§ **Try it**: An image-free, word-for-word version of the records below is to be returned.

§ **The data**:
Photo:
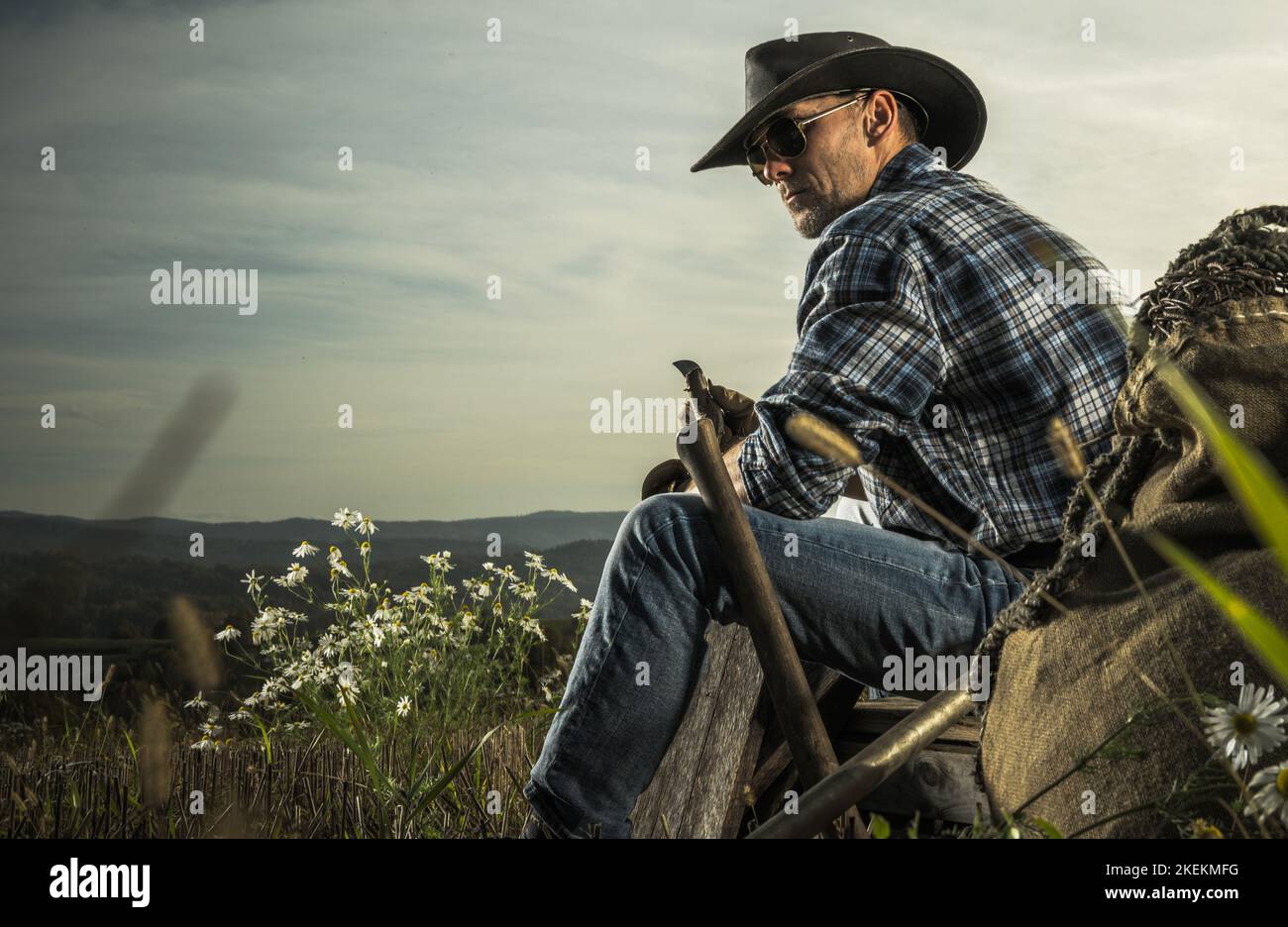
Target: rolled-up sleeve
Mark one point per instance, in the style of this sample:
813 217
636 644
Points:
867 359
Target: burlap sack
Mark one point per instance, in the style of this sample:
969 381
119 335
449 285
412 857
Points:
1065 682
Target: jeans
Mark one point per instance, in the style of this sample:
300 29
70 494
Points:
850 593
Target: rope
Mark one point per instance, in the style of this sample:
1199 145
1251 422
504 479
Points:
1244 257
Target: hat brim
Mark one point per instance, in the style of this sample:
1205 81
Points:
951 99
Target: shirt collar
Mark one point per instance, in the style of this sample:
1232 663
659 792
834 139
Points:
909 162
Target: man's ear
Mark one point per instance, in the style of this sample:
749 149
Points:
880 115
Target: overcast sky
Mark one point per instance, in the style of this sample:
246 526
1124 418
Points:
514 158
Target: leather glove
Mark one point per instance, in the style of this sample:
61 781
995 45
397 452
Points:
739 421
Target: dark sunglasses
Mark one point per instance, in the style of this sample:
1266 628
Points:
785 137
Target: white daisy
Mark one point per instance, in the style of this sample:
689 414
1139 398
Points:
1269 789
1249 729
196 702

§ **Solved problem**:
Photo:
Target: rolled-up sleeve
Mark one point per instance, in the style of this sample:
813 217
636 644
Points:
867 359
Target: burlap sack
Mark one point per instance, in the style of this sample:
969 381
119 335
449 285
412 857
Points:
1065 682
Target: jeans
Mark one point per instance, in the style of this sample:
300 29
70 494
Points:
850 593
Target: rope
Mark one point per instance, in the style of this sample:
1199 145
1251 422
504 479
Points:
1244 257
Target: hat brim
Mark one point per instance, in the style of this sample:
1205 81
Points:
951 99
Target: shirt collar
Mark one point per instance, in the style of this sample:
1232 663
659 792
834 139
Points:
909 162
Target: man's ear
Mark one point per instance, in the style of this sample:
749 149
Points:
880 115
Target: overcast sky
Mark one point per instance, in the style of this sample:
246 526
1124 418
Points:
514 158
Target: leather glove
Mark one point per instance, in the style of this sample:
61 781
995 45
397 452
Points:
739 421
Target: dark sunglasses
Mark one point per instance, in the style of this sample:
1266 628
Points:
785 137
Target: white daisy
Mark one point per instance, in the style of this sample:
689 414
1139 398
Points:
1269 789
1249 729
196 702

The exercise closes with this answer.